Extracted records:

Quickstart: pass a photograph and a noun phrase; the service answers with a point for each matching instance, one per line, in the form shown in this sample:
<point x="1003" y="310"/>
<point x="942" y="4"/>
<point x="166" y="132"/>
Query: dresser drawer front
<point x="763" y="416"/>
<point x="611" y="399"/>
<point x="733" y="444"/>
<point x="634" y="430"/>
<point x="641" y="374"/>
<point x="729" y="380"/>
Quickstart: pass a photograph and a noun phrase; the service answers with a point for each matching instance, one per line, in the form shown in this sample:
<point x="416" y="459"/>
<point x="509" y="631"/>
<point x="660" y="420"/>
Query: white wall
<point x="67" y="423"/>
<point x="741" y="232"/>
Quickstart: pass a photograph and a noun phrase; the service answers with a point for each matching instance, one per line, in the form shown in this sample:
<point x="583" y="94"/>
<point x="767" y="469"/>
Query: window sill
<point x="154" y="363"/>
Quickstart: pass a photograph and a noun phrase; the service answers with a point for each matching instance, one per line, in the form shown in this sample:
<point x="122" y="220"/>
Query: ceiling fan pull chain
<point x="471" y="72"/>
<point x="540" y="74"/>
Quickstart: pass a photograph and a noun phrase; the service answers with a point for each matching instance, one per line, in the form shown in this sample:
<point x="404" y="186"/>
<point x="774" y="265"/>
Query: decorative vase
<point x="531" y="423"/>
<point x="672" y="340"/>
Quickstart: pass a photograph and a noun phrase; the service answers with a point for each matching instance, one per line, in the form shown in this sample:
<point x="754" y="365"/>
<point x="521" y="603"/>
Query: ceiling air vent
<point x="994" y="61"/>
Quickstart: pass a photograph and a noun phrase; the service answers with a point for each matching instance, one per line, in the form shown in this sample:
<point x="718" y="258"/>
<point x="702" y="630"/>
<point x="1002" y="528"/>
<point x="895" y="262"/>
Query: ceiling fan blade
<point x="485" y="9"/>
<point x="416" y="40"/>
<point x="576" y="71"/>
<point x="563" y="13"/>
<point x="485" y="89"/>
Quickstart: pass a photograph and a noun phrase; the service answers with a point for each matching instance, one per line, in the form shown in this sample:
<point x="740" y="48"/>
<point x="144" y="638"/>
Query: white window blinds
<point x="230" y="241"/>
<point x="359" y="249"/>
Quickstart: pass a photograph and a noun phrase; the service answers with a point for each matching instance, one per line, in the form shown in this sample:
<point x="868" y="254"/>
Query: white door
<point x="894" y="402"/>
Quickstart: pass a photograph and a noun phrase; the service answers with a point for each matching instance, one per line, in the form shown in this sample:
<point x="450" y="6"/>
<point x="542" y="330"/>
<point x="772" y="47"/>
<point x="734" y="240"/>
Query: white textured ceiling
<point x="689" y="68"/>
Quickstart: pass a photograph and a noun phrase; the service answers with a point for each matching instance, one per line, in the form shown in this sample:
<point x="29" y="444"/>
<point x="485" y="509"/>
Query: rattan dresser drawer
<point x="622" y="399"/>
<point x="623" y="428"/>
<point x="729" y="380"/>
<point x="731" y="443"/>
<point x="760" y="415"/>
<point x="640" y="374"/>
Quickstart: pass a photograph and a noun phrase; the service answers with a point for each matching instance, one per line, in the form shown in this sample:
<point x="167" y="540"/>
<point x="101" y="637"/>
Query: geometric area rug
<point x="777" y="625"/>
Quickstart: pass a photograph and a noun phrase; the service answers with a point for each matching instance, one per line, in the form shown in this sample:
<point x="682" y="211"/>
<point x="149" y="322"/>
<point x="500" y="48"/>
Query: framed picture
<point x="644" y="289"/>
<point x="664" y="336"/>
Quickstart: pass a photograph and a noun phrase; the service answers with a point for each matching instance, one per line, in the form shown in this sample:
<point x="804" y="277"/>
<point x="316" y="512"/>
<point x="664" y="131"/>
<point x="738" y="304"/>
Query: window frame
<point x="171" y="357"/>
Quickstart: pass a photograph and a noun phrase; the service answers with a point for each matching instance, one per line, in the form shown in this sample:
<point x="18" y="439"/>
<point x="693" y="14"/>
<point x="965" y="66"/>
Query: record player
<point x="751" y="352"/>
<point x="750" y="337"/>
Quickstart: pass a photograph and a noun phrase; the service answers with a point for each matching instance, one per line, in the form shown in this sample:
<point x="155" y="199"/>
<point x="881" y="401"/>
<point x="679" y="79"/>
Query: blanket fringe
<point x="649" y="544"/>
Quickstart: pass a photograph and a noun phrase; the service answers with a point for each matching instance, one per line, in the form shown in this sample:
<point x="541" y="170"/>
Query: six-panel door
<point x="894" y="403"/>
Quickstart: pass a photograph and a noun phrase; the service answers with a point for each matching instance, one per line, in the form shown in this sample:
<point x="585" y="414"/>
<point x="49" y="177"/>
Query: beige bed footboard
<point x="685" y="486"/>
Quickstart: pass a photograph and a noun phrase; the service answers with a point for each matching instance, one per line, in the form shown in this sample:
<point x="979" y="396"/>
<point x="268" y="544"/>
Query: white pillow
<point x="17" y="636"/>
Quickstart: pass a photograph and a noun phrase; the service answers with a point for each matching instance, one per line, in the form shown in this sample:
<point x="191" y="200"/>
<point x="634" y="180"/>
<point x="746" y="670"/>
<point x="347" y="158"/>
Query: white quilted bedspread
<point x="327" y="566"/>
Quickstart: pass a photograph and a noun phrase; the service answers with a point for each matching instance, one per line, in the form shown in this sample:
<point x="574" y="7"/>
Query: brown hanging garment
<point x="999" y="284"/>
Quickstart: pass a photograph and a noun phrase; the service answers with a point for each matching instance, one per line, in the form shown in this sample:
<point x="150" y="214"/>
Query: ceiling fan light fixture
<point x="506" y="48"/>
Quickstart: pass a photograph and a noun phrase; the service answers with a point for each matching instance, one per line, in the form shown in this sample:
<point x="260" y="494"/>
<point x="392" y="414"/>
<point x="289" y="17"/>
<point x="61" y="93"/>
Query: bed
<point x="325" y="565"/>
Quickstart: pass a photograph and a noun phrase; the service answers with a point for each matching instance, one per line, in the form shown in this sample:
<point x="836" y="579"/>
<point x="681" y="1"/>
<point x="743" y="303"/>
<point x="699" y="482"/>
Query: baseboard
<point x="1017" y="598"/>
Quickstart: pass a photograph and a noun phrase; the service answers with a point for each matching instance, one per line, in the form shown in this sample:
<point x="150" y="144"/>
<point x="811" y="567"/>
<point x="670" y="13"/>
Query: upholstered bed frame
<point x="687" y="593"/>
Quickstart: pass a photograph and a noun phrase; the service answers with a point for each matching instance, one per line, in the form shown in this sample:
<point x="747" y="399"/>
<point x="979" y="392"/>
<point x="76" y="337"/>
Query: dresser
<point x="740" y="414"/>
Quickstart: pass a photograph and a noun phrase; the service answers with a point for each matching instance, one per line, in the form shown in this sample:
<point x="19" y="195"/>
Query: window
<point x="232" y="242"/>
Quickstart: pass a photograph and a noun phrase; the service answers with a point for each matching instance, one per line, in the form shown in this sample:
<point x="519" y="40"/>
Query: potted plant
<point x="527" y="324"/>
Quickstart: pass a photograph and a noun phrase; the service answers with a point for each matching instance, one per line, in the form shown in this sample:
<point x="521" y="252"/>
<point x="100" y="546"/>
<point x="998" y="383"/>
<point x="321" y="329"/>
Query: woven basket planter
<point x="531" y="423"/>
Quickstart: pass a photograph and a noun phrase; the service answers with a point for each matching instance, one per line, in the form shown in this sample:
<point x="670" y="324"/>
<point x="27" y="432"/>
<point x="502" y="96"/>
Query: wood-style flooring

WHAT NEEDS TO BE DONE ->
Output the entries exactly. Leave nothing out.

ANSWER SPACE ->
Quickstart: pass a photograph and a noun phrase; the service answers with a point for each matching instance, one per line, in the form shown in this sample:
<point x="1003" y="310"/>
<point x="942" y="4"/>
<point x="166" y="132"/>
Query: dresser drawer front
<point x="763" y="416"/>
<point x="611" y="399"/>
<point x="733" y="444"/>
<point x="634" y="430"/>
<point x="641" y="374"/>
<point x="729" y="380"/>
Quickstart: pass a photograph and a noun phrase; the service answers with a point for each matching instance, one per line, in the form shown in this sample:
<point x="416" y="459"/>
<point x="509" y="631"/>
<point x="660" y="420"/>
Query: white wall
<point x="67" y="423"/>
<point x="741" y="232"/>
Quickstart: pass a photograph and a noun phrase; the service answers with a point for each matching instance, one per line, in the form shown in this sample:
<point x="583" y="94"/>
<point x="767" y="469"/>
Query: window sill
<point x="154" y="363"/>
Quickstart: pass a photograph and a noun phrase; the service answers with a point for each matching instance, one per line, in the form shown in this sample:
<point x="122" y="220"/>
Query: ceiling fan pull chain
<point x="471" y="72"/>
<point x="540" y="74"/>
Quickstart: pass a photograph and a noun phrase; the service answers with a point for each matching instance, one per line, in the form shown in this sample:
<point x="404" y="186"/>
<point x="774" y="265"/>
Query: decorative vase
<point x="531" y="423"/>
<point x="672" y="340"/>
Quickstart: pass a photograph and a noun phrase; the service answers with a point for each matching instance, one per line, in the form shown in this sample:
<point x="754" y="365"/>
<point x="521" y="603"/>
Query: ceiling air vent
<point x="994" y="61"/>
Quickstart: pass a photograph and a noun phrase; the service answers with a point for each matching instance, one per line, in the form shown in this sample:
<point x="718" y="258"/>
<point x="702" y="630"/>
<point x="1002" y="528"/>
<point x="895" y="262"/>
Query: ceiling fan blade
<point x="485" y="9"/>
<point x="416" y="40"/>
<point x="576" y="71"/>
<point x="563" y="13"/>
<point x="485" y="89"/>
Quickstart: pass a photograph and a noun phrase; the service answers with a point for each matching instance, one per line, in the form shown in this sample:
<point x="740" y="48"/>
<point x="144" y="638"/>
Query: white window blinds
<point x="230" y="241"/>
<point x="359" y="249"/>
Quickstart: pass a photograph and a noun phrase; the service answers with a point for each matching instance, one per line, in the form shown in this sample:
<point x="868" y="254"/>
Query: white door
<point x="894" y="402"/>
Quickstart: pass a photograph and a noun phrase; the service answers with a point for each matching instance, one per line, in the form shown in this sample:
<point x="450" y="6"/>
<point x="542" y="330"/>
<point x="772" y="47"/>
<point x="734" y="240"/>
Query: white textured ceiling
<point x="689" y="68"/>
Quickstart: pass a photograph and a noun phrase; the service answers with a point for each matching instance, one per line, in the form shown in this sample:
<point x="29" y="444"/>
<point x="485" y="509"/>
Query: rattan dresser drawer
<point x="622" y="399"/>
<point x="623" y="428"/>
<point x="729" y="380"/>
<point x="731" y="443"/>
<point x="760" y="415"/>
<point x="640" y="374"/>
Quickstart: pass a photograph and a noun phrase; the service answers with a point for each matching instance, one per line, in the form shown in this sample:
<point x="167" y="540"/>
<point x="101" y="637"/>
Query: geometric area rug
<point x="777" y="625"/>
Quickstart: pass a photograph and a noun phrase; the service answers with a point for each matching instance, one per line, in the form shown in this sample:
<point x="682" y="211"/>
<point x="149" y="322"/>
<point x="500" y="48"/>
Query: framed picture
<point x="644" y="289"/>
<point x="664" y="336"/>
Quickstart: pass a photograph and a noun phrase; the service answers with a point for each matching instance, one per line, in the form shown in this sample:
<point x="804" y="277"/>
<point x="316" y="512"/>
<point x="664" y="131"/>
<point x="738" y="304"/>
Query: window frame
<point x="171" y="357"/>
Quickstart: pass a photograph and a noun phrase; the service answers with a point for each matching instance, one per line, in the form shown in this sample:
<point x="18" y="439"/>
<point x="693" y="14"/>
<point x="965" y="66"/>
Query: record player
<point x="751" y="352"/>
<point x="750" y="337"/>
Quickstart: pass a photograph and a noun phrase; the service answers with a point for each matching instance, one per line, in the form shown in this sample:
<point x="155" y="199"/>
<point x="881" y="401"/>
<point x="679" y="79"/>
Query: blanket fringe
<point x="649" y="544"/>
Quickstart: pass a photograph and a noun phrase; the service answers with a point for each matching instance, one per line, in the form shown in this sample:
<point x="541" y="170"/>
Query: six-panel door
<point x="894" y="403"/>
Quickstart: pass a photograph and a noun phrase; the service answers with a point for each matching instance, one per line, in the form shown in this sample:
<point x="585" y="414"/>
<point x="49" y="177"/>
Query: beige bed footboard
<point x="685" y="486"/>
Quickstart: pass a photograph and a noun phrase; the service answers with a point for each matching instance, one per line, in the form shown in this sample:
<point x="979" y="396"/>
<point x="268" y="544"/>
Query: white pillow
<point x="17" y="636"/>
Quickstart: pass a photograph and a noun phrase; the service answers with a point for each matching instance, one per line, in the form shown in this sample:
<point x="191" y="200"/>
<point x="634" y="180"/>
<point x="746" y="670"/>
<point x="347" y="158"/>
Query: white quilted bedspread
<point x="327" y="566"/>
Quickstart: pass a photograph and a noun phrase; the service answers with a point for each matching instance, one per line, in the form shown in this sample:
<point x="574" y="7"/>
Query: brown hanging garment
<point x="999" y="284"/>
Quickstart: pass a photograph and a noun phrase; the service answers with a point for each matching instance, one per line, in the form shown in this sample:
<point x="150" y="214"/>
Query: ceiling fan light fixture
<point x="506" y="48"/>
Quickstart: pass a photograph and a noun phrase; the service answers with a point for each matching instance, one per line, in the form shown in this sample:
<point x="260" y="494"/>
<point x="392" y="414"/>
<point x="289" y="17"/>
<point x="61" y="93"/>
Query: bed
<point x="325" y="565"/>
Quickstart: pass a photograph and a noun phrase; the service answers with a point for each matching instance, one per line, in the form shown in this sample:
<point x="836" y="579"/>
<point x="681" y="1"/>
<point x="743" y="303"/>
<point x="699" y="482"/>
Query: baseboard
<point x="1017" y="598"/>
Quickstart: pass a photograph and a noun phrase; the service answers with a point for each matching instance, one per line, in the form shown in this sample:
<point x="150" y="144"/>
<point x="811" y="567"/>
<point x="670" y="13"/>
Query: upholstered bed frame
<point x="687" y="593"/>
Quickstart: pass a photograph and a noun phrase; the service answers with a point for each matching instance, one per line, in the form shown in this sample:
<point x="747" y="399"/>
<point x="979" y="392"/>
<point x="76" y="337"/>
Query: dresser
<point x="740" y="414"/>
Quickstart: pass a photograph and a noun phrase; the service answers with a point for each matching instance, one per line, in the form shown in this sample:
<point x="19" y="195"/>
Query: window
<point x="232" y="242"/>
Quickstart: pass a photograph and a noun phrase; the service answers with a point for each matching instance, one per line, in the form shown in this sample:
<point x="519" y="40"/>
Query: potted plant
<point x="527" y="324"/>
Quickstart: pass a photograph and a noun phrase; the service answers with a point for each matching instance, one per line, in the form shown in this sample:
<point x="521" y="252"/>
<point x="100" y="546"/>
<point x="998" y="383"/>
<point x="321" y="329"/>
Query: woven basket planter
<point x="531" y="423"/>
Quickstart: pass a photograph and a noun phrase; the service answers with a point for each matching instance, one per line, in the form shown in this sample:
<point x="670" y="324"/>
<point x="27" y="432"/>
<point x="502" y="96"/>
Query: wood-style flooring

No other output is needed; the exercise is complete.